## Exercise passage
-- -- --
Aminopyralid is a selective herbicide used for control of broadleaf weeds, especially thistles and clovers. It is in the picolinic acid family of herbicides, which also includes clopyralid, picloram, triclopyr, and several less common herbicides. It was first registered for use in 2005, in the USA under the brand name "Milestone" and later under various names starting with "Grazon". In the UK it is sold under the brand names Banish, Forefront, Halcyon, Pharaoh, Pro-Banish, Runway, Synero, and Upfront.

Aminopyralid is of concern to vegetable growers, as it can enter the food chain via manure, which contains long-lasting residues of the herbicide. It affects potatoes, tomatoes, and beans, causing deformed plants, and poor or non-existent yields. Problems with manure contaminated with aminopyralid residue surfaced in the UK in June and July 2008, and, at the end of July 2008, Dow AgroSciences implemented an immediate suspension of UK sales and use of herbicides containing aminopyralid.

Tomato plant affected by aminopyralid herbicide residue from contaminated manure, grown July 2008, Cheshire, UK. Note tightly curled leaves, which is a symptom of aminopyralid contamination.
-- -- --
## Task details
Continue the aminopyralid passage from its last sentence, in a few sentences that keep its plain, factual style.
-- -- --
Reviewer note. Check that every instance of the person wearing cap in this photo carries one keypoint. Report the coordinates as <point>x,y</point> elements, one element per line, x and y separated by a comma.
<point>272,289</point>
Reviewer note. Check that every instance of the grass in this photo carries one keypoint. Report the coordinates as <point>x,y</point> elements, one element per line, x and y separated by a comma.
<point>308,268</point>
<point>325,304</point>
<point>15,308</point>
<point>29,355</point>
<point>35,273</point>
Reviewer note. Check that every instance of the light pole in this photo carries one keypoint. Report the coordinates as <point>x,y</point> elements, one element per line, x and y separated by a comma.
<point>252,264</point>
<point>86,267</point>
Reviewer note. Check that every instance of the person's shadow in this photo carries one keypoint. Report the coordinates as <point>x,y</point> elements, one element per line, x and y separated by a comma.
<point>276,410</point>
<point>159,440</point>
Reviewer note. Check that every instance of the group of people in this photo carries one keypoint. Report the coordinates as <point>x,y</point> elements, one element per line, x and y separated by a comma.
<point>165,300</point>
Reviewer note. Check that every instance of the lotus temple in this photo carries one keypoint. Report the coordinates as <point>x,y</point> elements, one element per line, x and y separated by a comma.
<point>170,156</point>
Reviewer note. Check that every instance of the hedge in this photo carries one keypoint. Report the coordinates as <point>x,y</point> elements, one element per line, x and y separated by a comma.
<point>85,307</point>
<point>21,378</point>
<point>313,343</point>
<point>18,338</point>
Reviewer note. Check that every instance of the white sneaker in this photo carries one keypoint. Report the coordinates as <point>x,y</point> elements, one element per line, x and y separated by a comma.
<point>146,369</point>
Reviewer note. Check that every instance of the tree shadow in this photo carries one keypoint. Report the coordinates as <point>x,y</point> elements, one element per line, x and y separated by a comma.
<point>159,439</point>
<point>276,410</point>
-- -- --
## Answer to this problem
Approval of aminopyralid was subsequently reinstated in the UK on October 6, 2009, as reported by the UK regulatory authority, the Advisory Committee on Pesticides. The re-introduction was approved "with new recommendations and a stringent stewardship programme devised to prevent inadvertent movement of manure from farms".

Despite restrictions, symptoms of aminopyralid damage were recorded on crops growing in allotments in Edinburgh, UK as recently as June 2010; enquiries traced the source of contamination to a farm supplying hay to the stables from where bags of manure had been obtained. Symptoms of aminopyralid injury to vegetable crops were reported by small farmers and gardeners in Britain in July 2011.